TRECHO CITADO:
=-=-=-=-=

Pela lei, as empresas têm 15 dias para responder sobre os questionamentos de seus clientes. Se a pessoa não for atendida ou identificar o uso inadequado de seus dados, pode recorrer a órgãos de defesa do consumidor. “O consumidor pode entrar com uma reclamação no Procon ou uma ação junto ao Ministério Público, por exemplo”, complementa Fábio Pereira, especialista em proteção de dados do Veirano Advogados. 

O Mercado Livre informa ter recebido seis solicitações de bloqueio de uso de dados por clientes. No entanto, há uma exigência de compartilhamento mínimo de informações para que o comprador ou vendedor possa usar as plataformas da empresa – Mercado Livre, Pago e Shops. A lista de dados inclui nome completo, endereço, dados de pagamento e CPF.

=-=-=-=-=

(Entradas do conjunto de dados)
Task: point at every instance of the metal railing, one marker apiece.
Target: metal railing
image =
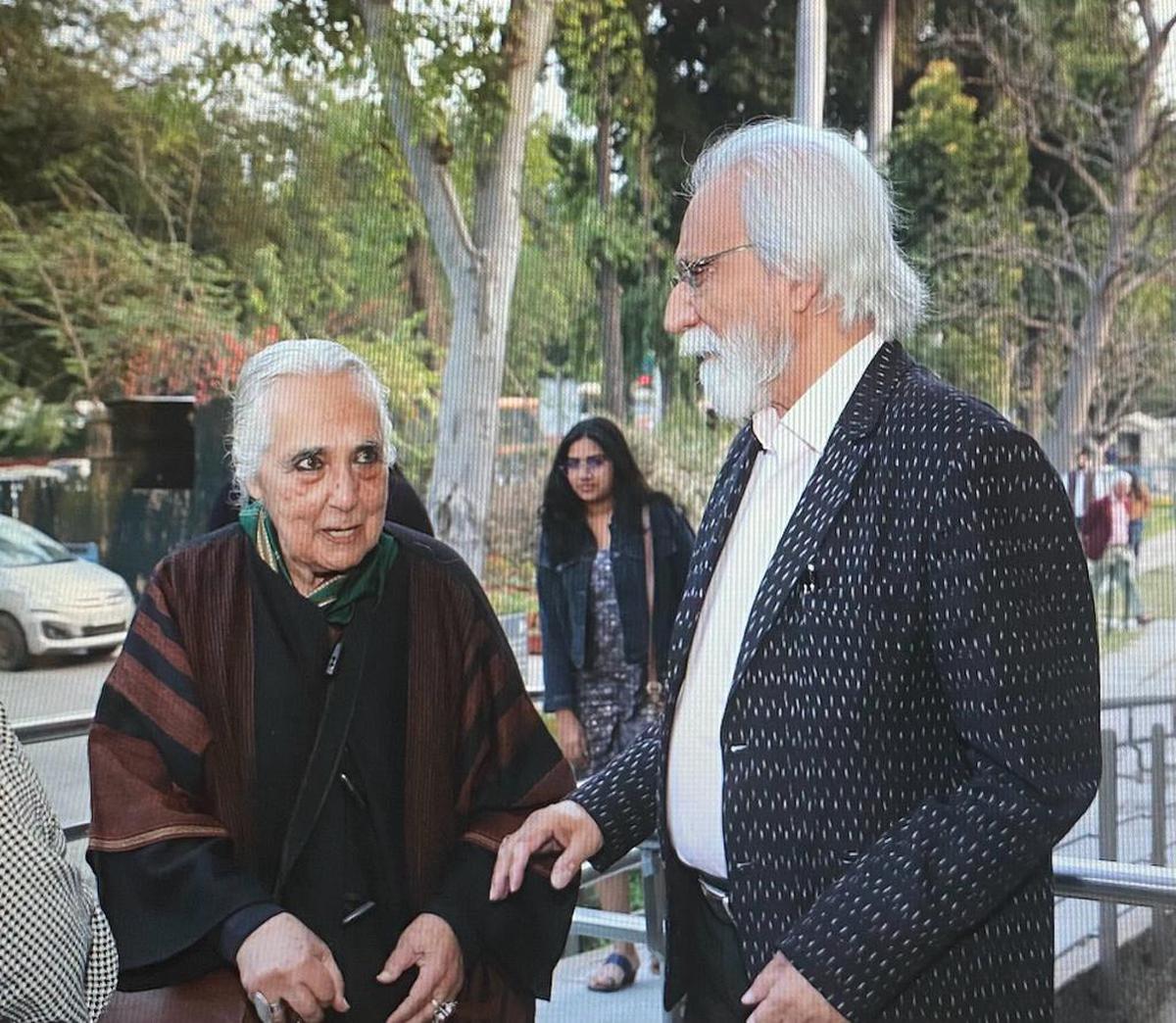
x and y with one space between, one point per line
1106 881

=-=-=-=-=

EXERCÍCIOS PROPOSTOS:
• 1. Segundo o trecho citado, quantos dias as empresas têm, por lei, para responder aos questionamentos de seus clientes?
• 2. Transcreva do trecho citado a parte que começa com as palavras que contêm "Pela lei, as" e termina com "do Veirano Advogados.".
Não é preciso consultar os itens.

RESPOSTAS A SEGUIR:
• 1. As empresas têm 15 dias.

• 2.
Pela lei, as empresas têm 15 dias para responder sobre os questionamentos de seus clientes. Se a pessoa não for atendida ou identificar o uso inadequado de seus dados, pode recorrer a órgãos de defesa do consumidor. “O consumidor pode entrar com uma reclamação no Procon ou uma ação junto ao Ministério Público, por exemplo”, complementa Fábio Pereira, especialista em proteção de dados do Veirano Advogados.